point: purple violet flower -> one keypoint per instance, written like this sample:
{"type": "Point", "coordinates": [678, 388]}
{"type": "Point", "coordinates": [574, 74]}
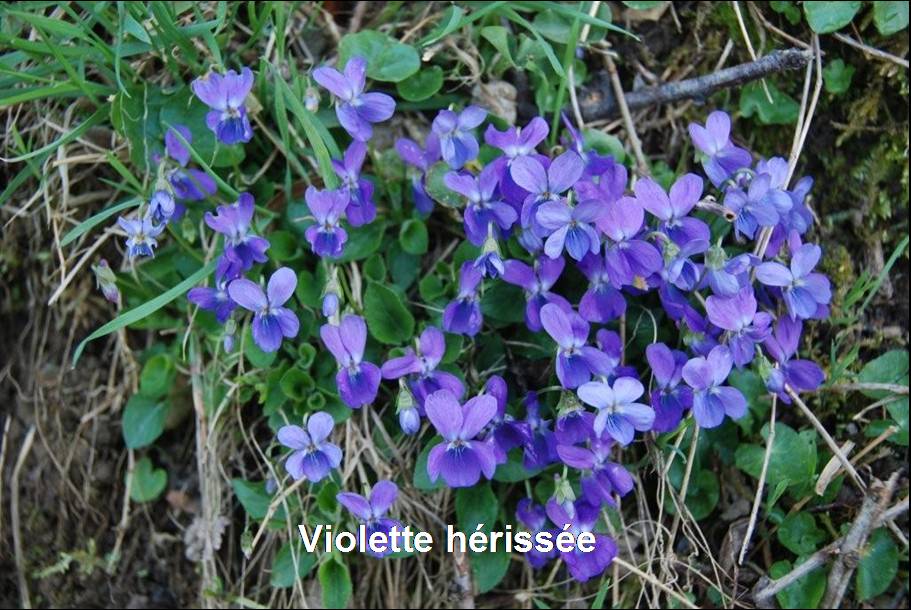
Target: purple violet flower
{"type": "Point", "coordinates": [628, 260]}
{"type": "Point", "coordinates": [361, 210]}
{"type": "Point", "coordinates": [421, 367]}
{"type": "Point", "coordinates": [312, 455]}
{"type": "Point", "coordinates": [576, 361]}
{"type": "Point", "coordinates": [326, 236]}
{"type": "Point", "coordinates": [672, 208]}
{"type": "Point", "coordinates": [271, 320]}
{"type": "Point", "coordinates": [357, 380]}
{"type": "Point", "coordinates": [461, 458]}
{"type": "Point", "coordinates": [536, 283]}
{"type": "Point", "coordinates": [225, 95]}
{"type": "Point", "coordinates": [372, 512]}
{"type": "Point", "coordinates": [463, 316]}
{"type": "Point", "coordinates": [799, 375]}
{"type": "Point", "coordinates": [601, 477]}
{"type": "Point", "coordinates": [355, 109]}
{"type": "Point", "coordinates": [570, 227]}
{"type": "Point", "coordinates": [721, 157]}
{"type": "Point", "coordinates": [712, 400]}
{"type": "Point", "coordinates": [458, 145]}
{"type": "Point", "coordinates": [618, 414]}
{"type": "Point", "coordinates": [582, 517]}
{"type": "Point", "coordinates": [738, 316]}
{"type": "Point", "coordinates": [805, 292]}
{"type": "Point", "coordinates": [233, 221]}
{"type": "Point", "coordinates": [670, 398]}
{"type": "Point", "coordinates": [484, 207]}
{"type": "Point", "coordinates": [141, 234]}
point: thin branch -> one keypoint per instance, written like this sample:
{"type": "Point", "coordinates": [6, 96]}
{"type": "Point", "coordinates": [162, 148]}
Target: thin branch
{"type": "Point", "coordinates": [595, 104]}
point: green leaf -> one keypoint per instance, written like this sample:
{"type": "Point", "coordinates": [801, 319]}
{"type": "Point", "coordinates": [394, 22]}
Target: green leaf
{"type": "Point", "coordinates": [388, 320]}
{"type": "Point", "coordinates": [146, 309]}
{"type": "Point", "coordinates": [800, 534]}
{"type": "Point", "coordinates": [283, 572]}
{"type": "Point", "coordinates": [336, 583]}
{"type": "Point", "coordinates": [782, 110]}
{"type": "Point", "coordinates": [827, 17]}
{"type": "Point", "coordinates": [806, 592]}
{"type": "Point", "coordinates": [437, 189]}
{"type": "Point", "coordinates": [148, 481]}
{"type": "Point", "coordinates": [837, 76]}
{"type": "Point", "coordinates": [890, 17]}
{"type": "Point", "coordinates": [793, 457]}
{"type": "Point", "coordinates": [413, 236]}
{"type": "Point", "coordinates": [421, 85]}
{"type": "Point", "coordinates": [878, 565]}
{"type": "Point", "coordinates": [891, 367]}
{"type": "Point", "coordinates": [143, 421]}
{"type": "Point", "coordinates": [476, 505]}
{"type": "Point", "coordinates": [157, 376]}
{"type": "Point", "coordinates": [387, 59]}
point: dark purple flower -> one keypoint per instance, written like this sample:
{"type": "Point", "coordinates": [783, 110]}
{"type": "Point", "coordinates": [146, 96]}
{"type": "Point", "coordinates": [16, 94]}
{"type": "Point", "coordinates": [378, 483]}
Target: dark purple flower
{"type": "Point", "coordinates": [141, 234]}
{"type": "Point", "coordinates": [576, 361]}
{"type": "Point", "coordinates": [355, 109]}
{"type": "Point", "coordinates": [357, 380]}
{"type": "Point", "coordinates": [582, 517]}
{"type": "Point", "coordinates": [421, 367]}
{"type": "Point", "coordinates": [601, 302]}
{"type": "Point", "coordinates": [601, 477]}
{"type": "Point", "coordinates": [804, 291]}
{"type": "Point", "coordinates": [672, 208]}
{"type": "Point", "coordinates": [271, 321]}
{"type": "Point", "coordinates": [712, 400]}
{"type": "Point", "coordinates": [534, 518]}
{"type": "Point", "coordinates": [326, 235]}
{"type": "Point", "coordinates": [422, 159]}
{"type": "Point", "coordinates": [618, 414]}
{"type": "Point", "coordinates": [215, 299]}
{"type": "Point", "coordinates": [233, 221]}
{"type": "Point", "coordinates": [361, 210]}
{"type": "Point", "coordinates": [629, 260]}
{"type": "Point", "coordinates": [458, 145]}
{"type": "Point", "coordinates": [570, 227]}
{"type": "Point", "coordinates": [544, 185]}
{"type": "Point", "coordinates": [372, 512]}
{"type": "Point", "coordinates": [721, 158]}
{"type": "Point", "coordinates": [518, 142]}
{"type": "Point", "coordinates": [504, 430]}
{"type": "Point", "coordinates": [738, 316]}
{"type": "Point", "coordinates": [484, 207]}
{"type": "Point", "coordinates": [537, 283]}
{"type": "Point", "coordinates": [312, 455]}
{"type": "Point", "coordinates": [225, 95]}
{"type": "Point", "coordinates": [799, 375]}
{"type": "Point", "coordinates": [460, 459]}
{"type": "Point", "coordinates": [758, 207]}
{"type": "Point", "coordinates": [463, 316]}
{"type": "Point", "coordinates": [670, 398]}
{"type": "Point", "coordinates": [541, 449]}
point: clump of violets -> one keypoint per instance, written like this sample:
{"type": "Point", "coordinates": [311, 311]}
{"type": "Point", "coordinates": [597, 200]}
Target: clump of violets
{"type": "Point", "coordinates": [226, 95]}
{"type": "Point", "coordinates": [312, 455]}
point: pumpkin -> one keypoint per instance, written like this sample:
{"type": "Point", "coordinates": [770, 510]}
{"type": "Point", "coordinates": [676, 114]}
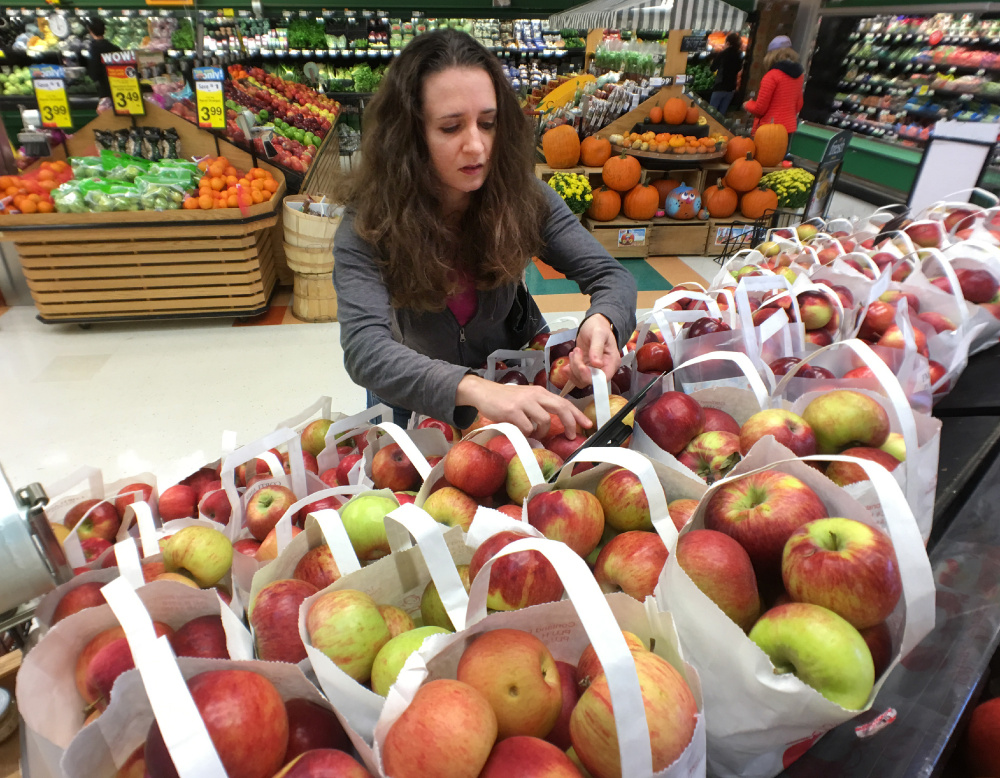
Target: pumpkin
{"type": "Point", "coordinates": [744, 174]}
{"type": "Point", "coordinates": [621, 173]}
{"type": "Point", "coordinates": [674, 111]}
{"type": "Point", "coordinates": [594, 151]}
{"type": "Point", "coordinates": [664, 186]}
{"type": "Point", "coordinates": [605, 206]}
{"type": "Point", "coordinates": [720, 201]}
{"type": "Point", "coordinates": [738, 148]}
{"type": "Point", "coordinates": [561, 147]}
{"type": "Point", "coordinates": [757, 202]}
{"type": "Point", "coordinates": [772, 143]}
{"type": "Point", "coordinates": [641, 203]}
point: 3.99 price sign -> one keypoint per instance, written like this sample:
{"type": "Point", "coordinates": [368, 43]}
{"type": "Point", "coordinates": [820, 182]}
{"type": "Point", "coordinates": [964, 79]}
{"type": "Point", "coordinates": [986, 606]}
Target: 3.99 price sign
{"type": "Point", "coordinates": [122, 78]}
{"type": "Point", "coordinates": [50, 91]}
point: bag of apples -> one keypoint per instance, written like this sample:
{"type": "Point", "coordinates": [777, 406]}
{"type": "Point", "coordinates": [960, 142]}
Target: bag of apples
{"type": "Point", "coordinates": [451, 711]}
{"type": "Point", "coordinates": [67, 678]}
{"type": "Point", "coordinates": [794, 601]}
{"type": "Point", "coordinates": [206, 718]}
{"type": "Point", "coordinates": [359, 629]}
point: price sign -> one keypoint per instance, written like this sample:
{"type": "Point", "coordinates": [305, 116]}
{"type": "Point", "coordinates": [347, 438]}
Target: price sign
{"type": "Point", "coordinates": [50, 91]}
{"type": "Point", "coordinates": [208, 90]}
{"type": "Point", "coordinates": [122, 78]}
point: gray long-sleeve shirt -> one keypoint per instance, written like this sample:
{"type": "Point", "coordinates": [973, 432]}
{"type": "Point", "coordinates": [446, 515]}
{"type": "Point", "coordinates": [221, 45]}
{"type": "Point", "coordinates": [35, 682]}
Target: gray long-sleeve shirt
{"type": "Point", "coordinates": [415, 359]}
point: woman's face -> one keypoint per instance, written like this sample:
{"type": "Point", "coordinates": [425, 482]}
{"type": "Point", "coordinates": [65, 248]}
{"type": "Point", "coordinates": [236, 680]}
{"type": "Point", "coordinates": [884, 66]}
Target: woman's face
{"type": "Point", "coordinates": [460, 113]}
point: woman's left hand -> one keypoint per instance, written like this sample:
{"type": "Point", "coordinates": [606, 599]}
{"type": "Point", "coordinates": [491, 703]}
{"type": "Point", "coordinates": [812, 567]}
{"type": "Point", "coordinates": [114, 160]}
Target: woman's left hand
{"type": "Point", "coordinates": [596, 346]}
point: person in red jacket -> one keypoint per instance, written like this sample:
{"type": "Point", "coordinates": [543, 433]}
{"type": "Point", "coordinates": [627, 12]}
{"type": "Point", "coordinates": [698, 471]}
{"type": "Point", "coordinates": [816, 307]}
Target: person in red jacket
{"type": "Point", "coordinates": [780, 94]}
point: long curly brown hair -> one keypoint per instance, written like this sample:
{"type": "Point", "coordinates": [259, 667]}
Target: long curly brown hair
{"type": "Point", "coordinates": [394, 192]}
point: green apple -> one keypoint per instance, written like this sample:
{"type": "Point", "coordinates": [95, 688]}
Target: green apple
{"type": "Point", "coordinates": [393, 655]}
{"type": "Point", "coordinates": [205, 553]}
{"type": "Point", "coordinates": [364, 520]}
{"type": "Point", "coordinates": [820, 648]}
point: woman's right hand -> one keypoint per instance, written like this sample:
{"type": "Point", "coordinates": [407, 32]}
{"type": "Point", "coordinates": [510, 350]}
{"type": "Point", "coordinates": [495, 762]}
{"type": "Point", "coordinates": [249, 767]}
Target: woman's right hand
{"type": "Point", "coordinates": [526, 407]}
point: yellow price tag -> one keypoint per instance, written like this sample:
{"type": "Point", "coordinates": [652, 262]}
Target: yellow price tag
{"type": "Point", "coordinates": [211, 109]}
{"type": "Point", "coordinates": [52, 103]}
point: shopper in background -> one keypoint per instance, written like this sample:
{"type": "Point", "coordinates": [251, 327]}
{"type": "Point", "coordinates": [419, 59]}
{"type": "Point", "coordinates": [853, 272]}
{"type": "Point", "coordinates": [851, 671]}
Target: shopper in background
{"type": "Point", "coordinates": [727, 66]}
{"type": "Point", "coordinates": [99, 46]}
{"type": "Point", "coordinates": [780, 94]}
{"type": "Point", "coordinates": [443, 217]}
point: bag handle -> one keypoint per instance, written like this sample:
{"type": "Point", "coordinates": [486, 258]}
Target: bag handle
{"type": "Point", "coordinates": [599, 622]}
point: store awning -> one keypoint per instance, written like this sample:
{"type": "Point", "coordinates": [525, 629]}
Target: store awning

Exercise:
From the line containing "point: person in" through the closing line of the material above, return every line exactly and omit all others.

The reply:
point: person in red jacket -> one keypoint per instance, written like this sample:
{"type": "Point", "coordinates": [543, 433]}
{"type": "Point", "coordinates": [627, 12]}
{"type": "Point", "coordinates": [698, 471]}
{"type": "Point", "coordinates": [816, 307]}
Target: person in red jacket
{"type": "Point", "coordinates": [780, 94]}
point: long curly brown hair -> one keypoint per instance, written like this sample:
{"type": "Point", "coordinates": [259, 667]}
Target: long curly brown hair
{"type": "Point", "coordinates": [394, 192]}
point: green apple -> one keypoint per instance, written like this sample:
{"type": "Point", "coordinates": [95, 688]}
Target: green apple
{"type": "Point", "coordinates": [393, 655]}
{"type": "Point", "coordinates": [205, 553]}
{"type": "Point", "coordinates": [364, 520]}
{"type": "Point", "coordinates": [820, 648]}
point: woman's right hand -> one keypoint per instance, written like this sample:
{"type": "Point", "coordinates": [407, 32]}
{"type": "Point", "coordinates": [510, 350]}
{"type": "Point", "coordinates": [495, 762]}
{"type": "Point", "coordinates": [249, 767]}
Target: woman's right hand
{"type": "Point", "coordinates": [526, 407]}
point: yellow price tag -> one keypoint per instance, written like this sample:
{"type": "Point", "coordinates": [652, 262]}
Target: yellow price tag
{"type": "Point", "coordinates": [211, 109]}
{"type": "Point", "coordinates": [52, 103]}
point: shopper in background -> one keypoint per instance, written like this sample:
{"type": "Point", "coordinates": [251, 327]}
{"type": "Point", "coordinates": [419, 59]}
{"type": "Point", "coordinates": [853, 272]}
{"type": "Point", "coordinates": [851, 671]}
Target: shopper in background
{"type": "Point", "coordinates": [727, 66]}
{"type": "Point", "coordinates": [99, 46]}
{"type": "Point", "coordinates": [780, 94]}
{"type": "Point", "coordinates": [443, 217]}
point: bag handle -> one keypoint per instance, written like this sample:
{"type": "Point", "coordinates": [486, 258]}
Target: bag handle
{"type": "Point", "coordinates": [599, 622]}
point: store awning -> one keypoint per instance, written like this sample:
{"type": "Point", "coordinates": [525, 629]}
Target: store awning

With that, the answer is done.